Reproduce the data word for word from its first line through the line containing "[10, 0, 1327, 381]", including both of those lines.

┌─ RECORD EXTRACTS

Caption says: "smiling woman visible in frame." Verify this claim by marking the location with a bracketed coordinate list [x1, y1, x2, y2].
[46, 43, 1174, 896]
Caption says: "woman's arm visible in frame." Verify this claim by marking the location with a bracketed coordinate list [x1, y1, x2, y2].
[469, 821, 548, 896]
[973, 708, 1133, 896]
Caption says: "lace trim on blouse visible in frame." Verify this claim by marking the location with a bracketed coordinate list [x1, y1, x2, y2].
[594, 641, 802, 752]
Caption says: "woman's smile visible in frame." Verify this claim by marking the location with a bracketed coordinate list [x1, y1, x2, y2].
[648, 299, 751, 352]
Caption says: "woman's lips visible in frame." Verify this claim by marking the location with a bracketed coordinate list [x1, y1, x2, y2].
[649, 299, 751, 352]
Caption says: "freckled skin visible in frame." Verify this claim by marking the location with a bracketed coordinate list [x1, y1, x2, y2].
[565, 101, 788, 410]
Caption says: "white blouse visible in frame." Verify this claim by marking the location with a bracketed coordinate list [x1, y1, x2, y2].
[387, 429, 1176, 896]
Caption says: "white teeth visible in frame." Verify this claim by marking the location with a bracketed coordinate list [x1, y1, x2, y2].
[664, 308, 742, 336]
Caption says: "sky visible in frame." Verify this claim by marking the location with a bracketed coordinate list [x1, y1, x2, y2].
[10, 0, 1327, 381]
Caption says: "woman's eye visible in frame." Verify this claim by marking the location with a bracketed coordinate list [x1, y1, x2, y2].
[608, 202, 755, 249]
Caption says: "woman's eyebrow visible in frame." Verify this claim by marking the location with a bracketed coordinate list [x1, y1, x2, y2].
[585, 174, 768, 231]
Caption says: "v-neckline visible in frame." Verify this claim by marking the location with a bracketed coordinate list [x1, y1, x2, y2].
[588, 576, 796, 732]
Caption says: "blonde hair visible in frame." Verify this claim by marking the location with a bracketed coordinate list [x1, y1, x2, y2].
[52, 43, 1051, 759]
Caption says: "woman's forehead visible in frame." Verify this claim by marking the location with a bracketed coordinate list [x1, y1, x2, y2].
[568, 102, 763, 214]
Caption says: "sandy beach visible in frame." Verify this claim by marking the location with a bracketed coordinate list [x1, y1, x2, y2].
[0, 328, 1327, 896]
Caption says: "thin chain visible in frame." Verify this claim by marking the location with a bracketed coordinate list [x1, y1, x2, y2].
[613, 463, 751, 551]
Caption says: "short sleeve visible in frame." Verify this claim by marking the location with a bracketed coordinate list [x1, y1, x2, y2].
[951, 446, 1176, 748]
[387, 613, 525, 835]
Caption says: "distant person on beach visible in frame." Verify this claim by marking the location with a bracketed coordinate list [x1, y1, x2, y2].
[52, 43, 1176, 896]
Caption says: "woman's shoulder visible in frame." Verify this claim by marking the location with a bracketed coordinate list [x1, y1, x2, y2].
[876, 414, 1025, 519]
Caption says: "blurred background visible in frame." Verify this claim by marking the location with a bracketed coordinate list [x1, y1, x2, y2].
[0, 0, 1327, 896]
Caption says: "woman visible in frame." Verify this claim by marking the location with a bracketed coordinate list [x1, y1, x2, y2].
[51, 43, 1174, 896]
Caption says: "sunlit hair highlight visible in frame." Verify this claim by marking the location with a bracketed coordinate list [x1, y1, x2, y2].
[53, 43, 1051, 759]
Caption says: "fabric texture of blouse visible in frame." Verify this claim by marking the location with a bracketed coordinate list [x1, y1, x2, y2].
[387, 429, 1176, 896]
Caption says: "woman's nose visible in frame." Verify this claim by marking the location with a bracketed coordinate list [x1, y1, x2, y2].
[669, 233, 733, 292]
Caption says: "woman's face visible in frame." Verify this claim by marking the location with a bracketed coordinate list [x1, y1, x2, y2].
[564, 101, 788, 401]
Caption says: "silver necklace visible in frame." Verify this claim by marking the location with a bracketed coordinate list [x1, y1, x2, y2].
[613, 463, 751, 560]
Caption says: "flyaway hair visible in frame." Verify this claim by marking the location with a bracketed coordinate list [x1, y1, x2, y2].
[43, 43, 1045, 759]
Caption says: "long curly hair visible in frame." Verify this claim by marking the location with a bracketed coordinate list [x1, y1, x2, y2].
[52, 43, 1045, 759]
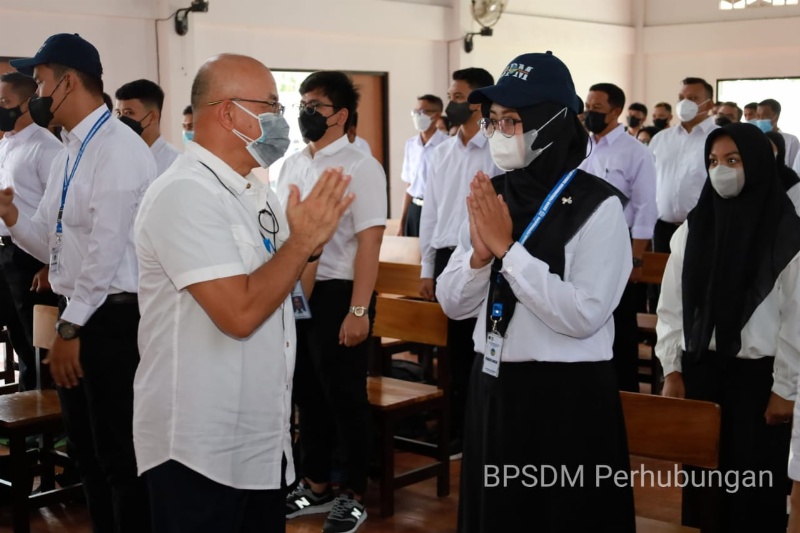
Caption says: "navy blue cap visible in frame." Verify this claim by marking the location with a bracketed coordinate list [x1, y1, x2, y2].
[9, 33, 103, 79]
[469, 51, 583, 114]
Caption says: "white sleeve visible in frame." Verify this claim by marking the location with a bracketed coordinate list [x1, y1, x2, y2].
[655, 222, 689, 376]
[494, 197, 633, 339]
[434, 220, 492, 320]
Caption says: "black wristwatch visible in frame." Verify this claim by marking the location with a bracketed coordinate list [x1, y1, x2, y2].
[56, 320, 81, 341]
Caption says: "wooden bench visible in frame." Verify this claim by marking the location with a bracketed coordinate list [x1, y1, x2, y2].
[367, 237, 450, 516]
[620, 392, 721, 533]
[636, 252, 669, 394]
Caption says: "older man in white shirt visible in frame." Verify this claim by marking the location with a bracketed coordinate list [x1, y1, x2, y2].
[578, 83, 657, 392]
[0, 72, 63, 390]
[650, 78, 717, 252]
[134, 54, 352, 533]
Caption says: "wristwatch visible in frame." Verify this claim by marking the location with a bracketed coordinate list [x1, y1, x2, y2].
[56, 320, 81, 341]
[350, 305, 367, 317]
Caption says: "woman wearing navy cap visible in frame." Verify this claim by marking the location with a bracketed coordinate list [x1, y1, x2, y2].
[436, 52, 635, 533]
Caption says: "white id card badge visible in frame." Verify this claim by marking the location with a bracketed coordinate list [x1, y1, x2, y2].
[292, 280, 311, 320]
[50, 244, 61, 274]
[483, 333, 503, 377]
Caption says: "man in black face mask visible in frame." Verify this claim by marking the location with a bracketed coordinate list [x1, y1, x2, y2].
[114, 80, 180, 176]
[626, 102, 647, 139]
[578, 83, 658, 392]
[0, 72, 62, 390]
[278, 71, 387, 533]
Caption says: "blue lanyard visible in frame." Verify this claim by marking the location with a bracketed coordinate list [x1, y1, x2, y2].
[519, 168, 578, 244]
[56, 110, 111, 236]
[492, 168, 578, 328]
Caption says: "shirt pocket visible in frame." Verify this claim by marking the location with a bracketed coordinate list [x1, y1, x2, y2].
[231, 224, 266, 274]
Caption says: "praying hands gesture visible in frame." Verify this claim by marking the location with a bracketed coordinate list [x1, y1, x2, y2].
[467, 171, 514, 268]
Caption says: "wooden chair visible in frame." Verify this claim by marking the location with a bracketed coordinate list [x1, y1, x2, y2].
[0, 305, 82, 533]
[368, 254, 450, 516]
[636, 252, 669, 394]
[620, 392, 721, 533]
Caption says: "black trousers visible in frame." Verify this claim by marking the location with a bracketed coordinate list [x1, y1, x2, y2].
[433, 248, 477, 439]
[613, 283, 639, 392]
[294, 280, 375, 494]
[403, 202, 422, 237]
[682, 352, 791, 533]
[144, 461, 286, 533]
[0, 238, 58, 390]
[58, 299, 150, 533]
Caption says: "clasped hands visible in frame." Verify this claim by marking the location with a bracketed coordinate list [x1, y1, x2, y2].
[467, 172, 514, 268]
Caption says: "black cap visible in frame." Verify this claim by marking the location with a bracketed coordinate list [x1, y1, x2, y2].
[9, 33, 103, 79]
[469, 51, 583, 114]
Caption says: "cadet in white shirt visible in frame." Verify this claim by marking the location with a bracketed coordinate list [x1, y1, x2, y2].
[0, 33, 156, 533]
[650, 78, 717, 252]
[578, 83, 657, 392]
[397, 94, 449, 237]
[0, 72, 63, 390]
[134, 54, 351, 533]
[656, 124, 800, 533]
[419, 68, 500, 448]
[115, 80, 180, 176]
[436, 52, 636, 533]
[278, 71, 387, 533]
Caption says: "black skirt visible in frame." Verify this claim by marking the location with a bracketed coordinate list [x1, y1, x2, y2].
[458, 354, 636, 533]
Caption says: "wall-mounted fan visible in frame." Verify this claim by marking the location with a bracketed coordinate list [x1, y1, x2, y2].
[464, 0, 508, 53]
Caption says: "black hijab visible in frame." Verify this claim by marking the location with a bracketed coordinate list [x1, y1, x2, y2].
[767, 131, 800, 191]
[682, 124, 800, 358]
[484, 102, 626, 334]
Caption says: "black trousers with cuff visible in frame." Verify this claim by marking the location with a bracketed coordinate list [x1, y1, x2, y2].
[58, 294, 151, 533]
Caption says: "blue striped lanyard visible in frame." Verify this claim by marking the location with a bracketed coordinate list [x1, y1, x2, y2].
[519, 168, 578, 244]
[56, 110, 111, 240]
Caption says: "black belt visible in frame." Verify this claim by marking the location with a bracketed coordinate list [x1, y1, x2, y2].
[58, 292, 139, 307]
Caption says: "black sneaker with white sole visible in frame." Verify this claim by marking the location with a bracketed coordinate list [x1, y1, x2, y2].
[322, 492, 367, 533]
[286, 481, 334, 519]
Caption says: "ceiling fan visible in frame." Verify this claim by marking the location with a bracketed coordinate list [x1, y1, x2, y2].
[464, 0, 508, 53]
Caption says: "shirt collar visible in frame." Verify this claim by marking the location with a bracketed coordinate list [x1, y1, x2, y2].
[185, 141, 255, 196]
[61, 104, 108, 142]
[3, 123, 39, 143]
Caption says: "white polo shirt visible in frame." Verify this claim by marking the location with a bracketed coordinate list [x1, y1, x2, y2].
[133, 142, 295, 490]
[0, 124, 64, 236]
[150, 136, 180, 176]
[278, 135, 387, 280]
[400, 130, 450, 198]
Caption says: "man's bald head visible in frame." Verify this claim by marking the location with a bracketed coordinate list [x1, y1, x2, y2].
[192, 54, 278, 115]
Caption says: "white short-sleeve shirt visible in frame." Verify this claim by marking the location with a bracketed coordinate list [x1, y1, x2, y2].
[278, 135, 387, 280]
[133, 142, 295, 490]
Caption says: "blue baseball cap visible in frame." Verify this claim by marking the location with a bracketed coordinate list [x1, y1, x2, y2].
[468, 51, 583, 114]
[9, 33, 103, 79]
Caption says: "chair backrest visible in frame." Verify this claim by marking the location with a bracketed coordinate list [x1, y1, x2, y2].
[639, 252, 669, 285]
[620, 392, 720, 468]
[33, 305, 58, 350]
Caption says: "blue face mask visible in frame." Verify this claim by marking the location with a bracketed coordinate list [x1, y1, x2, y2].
[233, 102, 290, 168]
[755, 118, 772, 133]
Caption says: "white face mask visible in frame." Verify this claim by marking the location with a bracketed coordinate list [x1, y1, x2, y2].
[489, 107, 567, 171]
[411, 111, 432, 131]
[675, 98, 708, 122]
[708, 165, 744, 198]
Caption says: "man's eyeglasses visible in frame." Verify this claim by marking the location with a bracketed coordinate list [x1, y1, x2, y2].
[297, 102, 336, 115]
[206, 98, 286, 117]
[478, 117, 522, 138]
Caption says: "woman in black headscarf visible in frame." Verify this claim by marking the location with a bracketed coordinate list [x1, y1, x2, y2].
[656, 124, 800, 533]
[766, 131, 800, 214]
[436, 52, 635, 533]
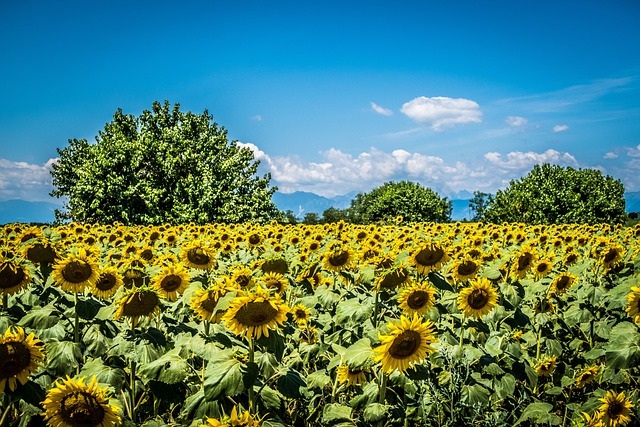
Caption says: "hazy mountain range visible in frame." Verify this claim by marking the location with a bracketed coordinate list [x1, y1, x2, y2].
[0, 191, 640, 224]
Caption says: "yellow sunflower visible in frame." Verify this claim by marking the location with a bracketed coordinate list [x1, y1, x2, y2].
[42, 376, 122, 427]
[458, 277, 498, 319]
[180, 240, 216, 270]
[576, 365, 600, 388]
[200, 406, 262, 427]
[627, 286, 640, 323]
[113, 286, 160, 326]
[51, 248, 99, 293]
[598, 390, 633, 427]
[0, 258, 31, 295]
[398, 281, 436, 315]
[151, 263, 191, 301]
[411, 242, 449, 274]
[536, 356, 557, 377]
[0, 326, 44, 393]
[373, 314, 437, 373]
[222, 287, 289, 338]
[89, 267, 124, 299]
[336, 365, 367, 386]
[550, 272, 578, 295]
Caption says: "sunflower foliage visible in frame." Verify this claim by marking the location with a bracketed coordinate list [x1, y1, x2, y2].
[0, 222, 640, 427]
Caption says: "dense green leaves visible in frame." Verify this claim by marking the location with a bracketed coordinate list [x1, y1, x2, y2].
[51, 101, 278, 224]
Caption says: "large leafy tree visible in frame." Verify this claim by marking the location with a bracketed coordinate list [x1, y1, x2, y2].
[349, 181, 453, 224]
[482, 164, 627, 224]
[51, 101, 278, 224]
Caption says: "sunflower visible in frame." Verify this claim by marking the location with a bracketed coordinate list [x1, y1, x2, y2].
[336, 365, 367, 386]
[322, 245, 354, 271]
[180, 240, 216, 270]
[0, 258, 31, 295]
[200, 406, 261, 427]
[51, 248, 99, 293]
[260, 271, 289, 294]
[598, 391, 633, 427]
[0, 326, 44, 393]
[411, 242, 449, 274]
[576, 365, 600, 388]
[42, 376, 121, 427]
[113, 286, 160, 326]
[398, 281, 436, 315]
[89, 267, 124, 299]
[458, 277, 498, 319]
[373, 314, 437, 373]
[222, 287, 289, 338]
[536, 356, 557, 377]
[550, 272, 578, 295]
[627, 286, 640, 323]
[450, 254, 481, 283]
[151, 263, 191, 301]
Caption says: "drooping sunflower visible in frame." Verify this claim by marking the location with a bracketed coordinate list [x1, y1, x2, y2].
[51, 248, 99, 293]
[626, 286, 640, 323]
[598, 390, 633, 427]
[180, 240, 216, 270]
[89, 266, 124, 299]
[550, 271, 578, 295]
[200, 406, 262, 427]
[411, 242, 449, 274]
[576, 365, 600, 388]
[322, 245, 354, 271]
[536, 356, 557, 377]
[113, 286, 160, 326]
[151, 263, 191, 301]
[336, 365, 367, 386]
[373, 314, 437, 373]
[0, 258, 31, 295]
[42, 376, 122, 427]
[222, 287, 289, 338]
[398, 281, 436, 315]
[0, 326, 44, 393]
[458, 277, 498, 319]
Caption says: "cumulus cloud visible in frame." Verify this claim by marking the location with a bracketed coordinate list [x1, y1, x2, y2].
[0, 159, 58, 202]
[505, 116, 529, 127]
[239, 143, 577, 197]
[400, 96, 482, 132]
[371, 102, 393, 116]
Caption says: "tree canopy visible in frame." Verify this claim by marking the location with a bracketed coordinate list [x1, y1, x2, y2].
[480, 164, 627, 224]
[51, 101, 278, 225]
[349, 181, 453, 224]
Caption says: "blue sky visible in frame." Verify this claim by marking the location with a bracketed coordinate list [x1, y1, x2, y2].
[0, 0, 640, 201]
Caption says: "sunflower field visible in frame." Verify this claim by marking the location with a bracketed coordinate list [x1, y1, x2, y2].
[0, 222, 640, 427]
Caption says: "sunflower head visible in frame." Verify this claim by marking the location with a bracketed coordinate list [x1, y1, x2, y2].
[42, 376, 121, 427]
[458, 277, 498, 319]
[0, 326, 44, 393]
[373, 314, 437, 373]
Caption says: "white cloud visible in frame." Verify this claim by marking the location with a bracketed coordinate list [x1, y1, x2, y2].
[505, 116, 529, 127]
[0, 159, 58, 202]
[371, 102, 393, 116]
[400, 96, 482, 132]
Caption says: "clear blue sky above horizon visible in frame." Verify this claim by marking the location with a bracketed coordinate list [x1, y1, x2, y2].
[0, 0, 640, 201]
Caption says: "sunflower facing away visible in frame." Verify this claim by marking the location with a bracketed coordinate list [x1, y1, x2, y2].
[222, 287, 289, 339]
[458, 277, 498, 319]
[42, 376, 121, 427]
[0, 326, 44, 393]
[398, 281, 436, 315]
[598, 391, 633, 427]
[51, 248, 99, 293]
[373, 314, 437, 373]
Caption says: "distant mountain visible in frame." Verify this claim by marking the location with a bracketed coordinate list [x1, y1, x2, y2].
[0, 199, 61, 224]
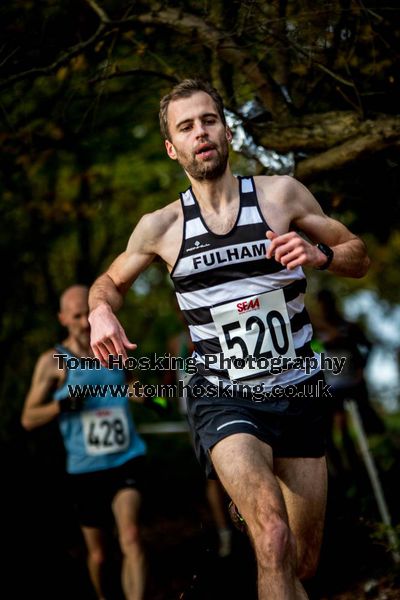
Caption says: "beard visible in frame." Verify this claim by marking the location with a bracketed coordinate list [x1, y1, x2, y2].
[177, 138, 229, 181]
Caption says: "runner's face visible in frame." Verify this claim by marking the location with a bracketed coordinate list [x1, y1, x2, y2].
[165, 92, 232, 181]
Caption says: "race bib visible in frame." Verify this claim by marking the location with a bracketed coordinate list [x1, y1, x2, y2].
[81, 406, 129, 456]
[211, 290, 296, 380]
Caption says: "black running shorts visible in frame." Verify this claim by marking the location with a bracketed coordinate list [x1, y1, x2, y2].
[187, 372, 326, 478]
[68, 456, 145, 527]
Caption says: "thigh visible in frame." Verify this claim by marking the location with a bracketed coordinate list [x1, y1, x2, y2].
[81, 525, 106, 557]
[211, 433, 288, 530]
[274, 457, 327, 572]
[112, 488, 141, 536]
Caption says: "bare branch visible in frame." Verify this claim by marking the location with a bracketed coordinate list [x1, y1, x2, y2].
[89, 69, 179, 83]
[295, 117, 400, 181]
[250, 111, 400, 152]
[0, 23, 107, 90]
[85, 0, 110, 23]
[132, 8, 289, 117]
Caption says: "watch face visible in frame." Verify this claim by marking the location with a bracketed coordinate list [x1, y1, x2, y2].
[317, 244, 333, 271]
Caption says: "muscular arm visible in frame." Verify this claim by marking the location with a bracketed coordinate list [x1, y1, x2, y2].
[267, 178, 370, 277]
[89, 211, 167, 367]
[21, 350, 60, 430]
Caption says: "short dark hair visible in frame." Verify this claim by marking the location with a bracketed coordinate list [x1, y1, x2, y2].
[159, 79, 226, 140]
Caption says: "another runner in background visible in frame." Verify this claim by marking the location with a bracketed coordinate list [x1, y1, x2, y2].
[89, 79, 369, 600]
[22, 285, 146, 600]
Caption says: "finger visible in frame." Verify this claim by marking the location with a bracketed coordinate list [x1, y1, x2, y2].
[286, 252, 307, 271]
[266, 231, 278, 258]
[121, 330, 137, 350]
[274, 239, 303, 264]
[92, 343, 108, 369]
[101, 338, 118, 365]
[110, 335, 128, 362]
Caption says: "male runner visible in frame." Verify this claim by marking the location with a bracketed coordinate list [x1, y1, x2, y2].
[89, 80, 369, 600]
[22, 285, 146, 600]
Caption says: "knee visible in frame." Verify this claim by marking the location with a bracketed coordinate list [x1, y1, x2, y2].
[119, 525, 140, 554]
[88, 548, 106, 567]
[252, 513, 294, 570]
[296, 553, 318, 581]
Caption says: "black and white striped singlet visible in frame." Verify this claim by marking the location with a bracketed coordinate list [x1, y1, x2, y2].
[171, 177, 318, 388]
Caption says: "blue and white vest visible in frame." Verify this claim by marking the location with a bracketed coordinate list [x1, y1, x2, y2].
[54, 346, 146, 473]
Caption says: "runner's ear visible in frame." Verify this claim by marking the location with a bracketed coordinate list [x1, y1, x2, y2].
[165, 140, 177, 160]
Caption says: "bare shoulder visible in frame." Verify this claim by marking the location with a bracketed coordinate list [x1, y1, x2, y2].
[35, 348, 64, 381]
[254, 175, 324, 233]
[128, 200, 182, 254]
[254, 175, 313, 203]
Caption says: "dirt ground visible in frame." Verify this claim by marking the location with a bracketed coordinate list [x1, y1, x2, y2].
[5, 422, 400, 600]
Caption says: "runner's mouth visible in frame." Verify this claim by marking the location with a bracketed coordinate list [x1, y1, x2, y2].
[195, 144, 216, 158]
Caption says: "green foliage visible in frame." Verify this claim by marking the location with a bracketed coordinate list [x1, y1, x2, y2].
[0, 0, 400, 435]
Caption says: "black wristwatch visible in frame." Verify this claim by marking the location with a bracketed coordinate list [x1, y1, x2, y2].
[317, 244, 334, 271]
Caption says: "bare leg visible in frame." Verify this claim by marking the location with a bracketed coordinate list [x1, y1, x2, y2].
[206, 479, 232, 558]
[274, 457, 327, 580]
[113, 489, 145, 600]
[211, 433, 307, 600]
[81, 526, 105, 600]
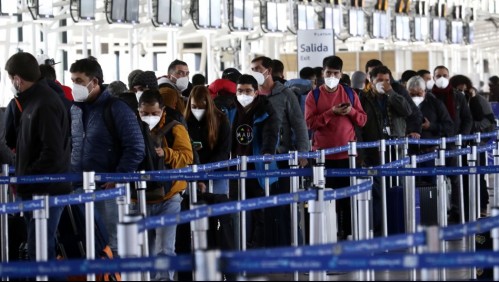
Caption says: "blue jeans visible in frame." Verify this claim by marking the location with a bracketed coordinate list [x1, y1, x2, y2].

└─

> **RESULT OF THE EXERCISE**:
Caption says: "smiling woman visible in frame." Verify this claim by marking the location with a bracketed coordinate list [x1, y1, x2, y2].
[46, 43, 1174, 896]
Caption says: "woman's arm visible in frame." Verify this claim by marking the location with a bracketed coordinate list [x1, y1, x2, y2].
[469, 821, 548, 896]
[973, 708, 1133, 896]
Caption says: "lace trim on blouse visible in frame." Verify this claim by marking the location with a bracketed coordinate list [x1, y1, x2, y2].
[594, 641, 802, 752]
Caption says: "woman's smile visible in frame." Verify this claim by marking the location with a bracketed coordinate list [x1, y1, x2, y2].
[648, 299, 751, 352]
Caption says: "woman's lips visible in frame." Verify this claim by marking the location with a bracketed coordinate list [x1, y1, x2, y2].
[649, 299, 751, 352]
Caption says: "freckled skin visible in frame." Verify this claim by marking the location with a bracketed coordinate list [x1, y1, x2, y2].
[565, 101, 788, 410]
Caption says: "white blouse visible in frame." Verify this claim by marking the location with a bracketed coordinate list [x1, y1, x2, y2].
[387, 429, 1176, 896]
Caption says: "white teeth visible in frame." Verify this claim by marking the location with a bracketed coordinate list [x1, y1, x2, y2].
[664, 308, 742, 336]
Caption says: "sky visible in frame." Verify this claim by marking the location with a bracketed coordinate list [x1, y1, x2, y2].
[10, 0, 1327, 381]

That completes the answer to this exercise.